THE EARTH TIMES, April 30, 2002
TERRORISM
Indonesia: The shadow war on terror
» BY LAWRENCE PINTAK
Shortly after he was arrested for orchestrating the assassination of a supreme court
justice late last year, Hutomo (Tommy) Soeharto, son of the former Indonesian
strongman, filed suit against two aides of former President Abdurrahman Wahid.
Tommy wasn't claiming false arrest. He wasn't suing for defamation of character. He
just wanted his money back.
The 36-year-old heir to the multi-billion-dollar Soeharto fortune claimed he had given
the middlemen a $2 million bribe that was meant to buy a Wahid pardon for an earlier
conviction in connection with a real-estate swindle.
Since the pardon was rejected, Tommy argued, it was only fair that he get his bribe
back. Besides, after the assassination of one of their own, the other supreme court
justices had overturned the conviction anyway, even though Tommy was a fugitive at
the time.
Welcome to Indonesia in the post-Soeharto era, a nation deep in the throes of
political, economic and social transition punctuated by contradictions at every turn.
On one level, the saga of Tommy Soeharto is a vivid example of business-as-usual in
one of the world's more corrupt societies. On another level, though, it masks the fact
that Indonesian society has changed in very fundamental ways.

> _Data_:
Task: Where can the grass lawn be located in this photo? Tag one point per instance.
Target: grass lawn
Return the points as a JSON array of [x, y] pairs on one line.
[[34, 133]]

> _Instructions_:
a: List every kind of transition that the Indonesia article says the country is going through.
b: Pick up the Indonesia article right after its last sentence and keep it going.

> _Answers for this exercise_:
a: Political, economic, social

b:
For the architects of America's war on terror, the ability to penetrate the appearances
and realities of the world's largest Muslim country will have a critical impact on the
battle in the years ahead. In many respects, it would have been much easier for
post-Sept. 11 US foreign policy if Soeharto had never been overthrown. The former
general used a strong hand to hold together his necklace nation of 17,000 islands and
300 language groups. Any hint of rebellion in the provinces met with a violent
response, as the agony of East Timor painfully demonstrated. Political opposition was
bought off or silenced. Islamic sentiment was funneled into tame social movements.
Clerics who raised the forbidden subject of Islamic rule were jailed or exiled.
Today, Indonesia is an ethnic quilt held together with fraying thread. Provinces at
either end of the vast archipelago are in revolt, officials in oil rich Aceh have
established religious police to enforce an Islamic dress code, Muslim-Christian
clashes have claimed some 10,000 lives, and the country has had four presidents in
as many years.
There have been rumors of Taliban and al Qaeda involvement in the anti Christian
jihad; several Indonesian clerics and their followers have been implicated in regional
terrorist plots; a shadowy group called the Islamic Defenders Front has threatened
foreigners who hold the key to reviving the devastated economy ; and at least one
suspected Indonesian militant has been directly tied to both the Sept. 11 hijackers
and the bombing of the USS Cole in Yemen.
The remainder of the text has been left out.